**EXERCISE GOAL**
Do not carry the pictures over; copy every other part of the entries exactly.

^^^^^^^^^^^^^^^^

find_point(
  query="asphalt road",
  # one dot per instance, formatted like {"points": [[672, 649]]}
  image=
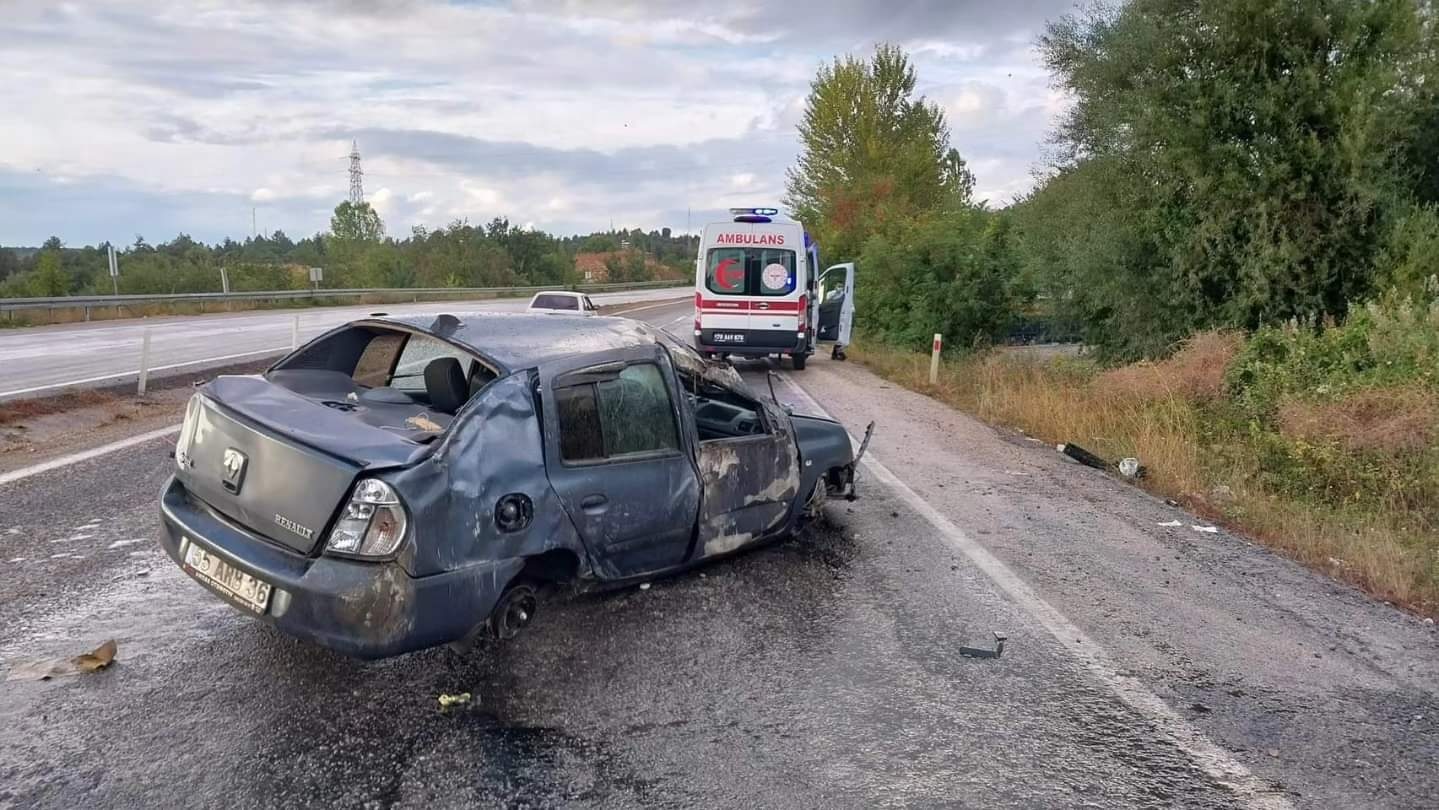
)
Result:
{"points": [[1144, 668], [42, 358]]}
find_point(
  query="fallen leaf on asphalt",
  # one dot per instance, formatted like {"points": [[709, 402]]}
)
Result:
{"points": [[100, 658], [423, 423], [94, 661], [451, 701]]}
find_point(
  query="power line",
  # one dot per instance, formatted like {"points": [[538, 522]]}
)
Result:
{"points": [[356, 174]]}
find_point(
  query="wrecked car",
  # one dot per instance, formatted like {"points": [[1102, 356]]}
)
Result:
{"points": [[406, 482]]}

^^^^^^^^^^^^^^^^

**EXERCISE RESULT**
find_point(
  query="asphalt road",
  # one dot per instance, formatted like {"points": [[672, 649]]}
  image=
)
Result:
{"points": [[1144, 668], [42, 358]]}
find_point(
  query="fallen leaf on asphalt",
  # one dot per instance, formatted like {"points": [[709, 402]]}
)
Result:
{"points": [[100, 658], [423, 423], [94, 661], [451, 701]]}
find_point(
  query="power line",
  # one dot per instance, formatted like {"points": [[538, 522]]}
)
Result:
{"points": [[356, 174]]}
find_point(
  query="wrecked car",
  # one dot per instance, formatted like {"points": [[1102, 356]]}
)
Result:
{"points": [[406, 482]]}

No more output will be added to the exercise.